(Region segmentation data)
## begin

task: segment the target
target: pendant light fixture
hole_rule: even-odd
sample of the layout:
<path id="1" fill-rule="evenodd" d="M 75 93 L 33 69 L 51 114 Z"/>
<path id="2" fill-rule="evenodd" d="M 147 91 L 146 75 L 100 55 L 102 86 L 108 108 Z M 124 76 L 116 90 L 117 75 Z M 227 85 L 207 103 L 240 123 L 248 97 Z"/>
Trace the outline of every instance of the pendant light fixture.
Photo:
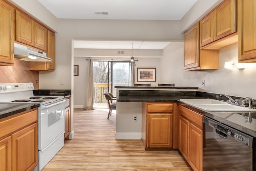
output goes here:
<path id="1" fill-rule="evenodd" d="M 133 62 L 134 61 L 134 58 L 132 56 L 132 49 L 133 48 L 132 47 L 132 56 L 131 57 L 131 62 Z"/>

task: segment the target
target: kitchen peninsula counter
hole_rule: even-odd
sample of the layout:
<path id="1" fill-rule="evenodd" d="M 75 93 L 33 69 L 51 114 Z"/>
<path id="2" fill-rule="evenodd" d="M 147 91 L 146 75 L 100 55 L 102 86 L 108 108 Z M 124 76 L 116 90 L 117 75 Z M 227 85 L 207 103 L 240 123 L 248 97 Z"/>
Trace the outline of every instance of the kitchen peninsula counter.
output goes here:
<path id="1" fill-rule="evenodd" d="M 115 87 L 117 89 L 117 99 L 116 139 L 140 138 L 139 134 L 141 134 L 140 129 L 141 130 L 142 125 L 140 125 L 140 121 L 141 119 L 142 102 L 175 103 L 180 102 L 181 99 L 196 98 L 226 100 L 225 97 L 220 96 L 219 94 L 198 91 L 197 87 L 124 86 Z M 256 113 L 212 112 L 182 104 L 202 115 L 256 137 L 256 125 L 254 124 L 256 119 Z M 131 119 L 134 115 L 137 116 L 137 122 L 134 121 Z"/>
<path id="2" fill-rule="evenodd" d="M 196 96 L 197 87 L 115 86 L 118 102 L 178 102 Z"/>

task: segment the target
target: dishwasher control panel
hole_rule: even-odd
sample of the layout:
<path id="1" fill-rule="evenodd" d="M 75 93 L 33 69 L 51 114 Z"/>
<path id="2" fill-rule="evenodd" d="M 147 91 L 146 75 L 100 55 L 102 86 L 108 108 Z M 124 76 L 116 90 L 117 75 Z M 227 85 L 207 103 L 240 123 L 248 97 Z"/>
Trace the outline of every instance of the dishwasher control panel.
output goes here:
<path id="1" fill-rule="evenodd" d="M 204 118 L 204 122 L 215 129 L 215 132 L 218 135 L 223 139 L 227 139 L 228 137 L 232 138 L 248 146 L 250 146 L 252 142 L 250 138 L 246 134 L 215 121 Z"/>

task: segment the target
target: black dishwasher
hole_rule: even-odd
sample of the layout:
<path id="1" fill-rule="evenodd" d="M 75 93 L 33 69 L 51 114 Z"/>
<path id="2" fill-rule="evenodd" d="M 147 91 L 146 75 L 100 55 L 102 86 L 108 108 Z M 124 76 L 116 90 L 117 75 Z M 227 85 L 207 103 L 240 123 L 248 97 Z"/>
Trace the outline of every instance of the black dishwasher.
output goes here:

## end

Swap "dishwasher" for "dishwashing machine" throughout the material above, and reproduce all of it otherwise unchanged. Leave out the pictures.

ANSWER -
task: segment the target
target: pendant light fixture
hole_rule: even-odd
sample of the layout:
<path id="1" fill-rule="evenodd" d="M 75 93 L 33 69 L 51 114 Z"/>
<path id="2" fill-rule="evenodd" d="M 147 91 L 146 75 L 100 55 L 102 86 L 108 108 Z M 124 76 L 116 90 L 117 75 Z M 227 85 L 207 103 L 240 123 L 248 97 Z"/>
Trace the outline of every instance of the pendant light fixture.
Photo:
output goes here:
<path id="1" fill-rule="evenodd" d="M 133 62 L 134 61 L 134 58 L 132 56 L 132 49 L 133 48 L 132 47 L 132 56 L 131 57 L 131 62 Z"/>

task: segment the target
target: kitchen peninsula counter
hole_rule: even-odd
sample of the layout:
<path id="1" fill-rule="evenodd" d="M 75 93 L 33 69 L 51 114 Z"/>
<path id="2" fill-rule="evenodd" d="M 147 91 L 146 75 L 100 55 L 102 86 L 108 108 Z M 124 76 L 116 90 L 117 75 Z M 227 85 L 207 103 L 240 123 L 248 97 Z"/>
Trace the outline of every instance of the kitchen peninsula counter.
output goes here:
<path id="1" fill-rule="evenodd" d="M 115 87 L 117 89 L 117 99 L 116 139 L 140 138 L 139 134 L 141 134 L 140 129 L 141 130 L 142 125 L 140 125 L 140 121 L 141 119 L 142 102 L 175 103 L 180 102 L 181 99 L 196 98 L 226 100 L 225 97 L 220 96 L 219 94 L 198 91 L 197 87 L 124 86 Z M 256 113 L 212 112 L 182 104 L 202 115 L 256 137 L 256 125 L 254 124 L 256 119 Z M 131 119 L 134 115 L 137 116 L 137 122 L 134 121 Z"/>
<path id="2" fill-rule="evenodd" d="M 196 96 L 197 87 L 115 86 L 118 102 L 178 102 Z"/>

task: segment the target
target: dishwashing machine control panel
hole_rule: even-odd
sample of the layout:
<path id="1" fill-rule="evenodd" d="M 75 93 L 33 69 L 51 114 Z"/>
<path id="2" fill-rule="evenodd" d="M 147 91 L 146 75 L 100 55 L 102 86 L 108 108 Z M 124 76 L 116 90 L 117 75 Z M 227 85 L 207 103 L 240 123 L 248 97 Z"/>
Trace the outline of every instance of the dishwashing machine control panel.
output goes here:
<path id="1" fill-rule="evenodd" d="M 204 118 L 204 122 L 215 129 L 215 132 L 218 135 L 223 139 L 227 139 L 228 137 L 232 138 L 248 146 L 250 146 L 252 142 L 250 138 L 246 134 L 215 121 Z"/>

task: segment the target
target: black dishwashing machine
hole_rule: even-odd
sample of the layout:
<path id="1" fill-rule="evenodd" d="M 75 93 L 33 69 L 51 114 Z"/>
<path id="2" fill-rule="evenodd" d="M 147 91 L 146 75 L 100 55 L 102 86 L 108 108 Z M 124 76 L 116 90 L 117 75 Z M 227 85 L 207 103 L 240 123 L 248 97 Z"/>
Trace the outline of every instance of the black dishwashing machine.
output goes here:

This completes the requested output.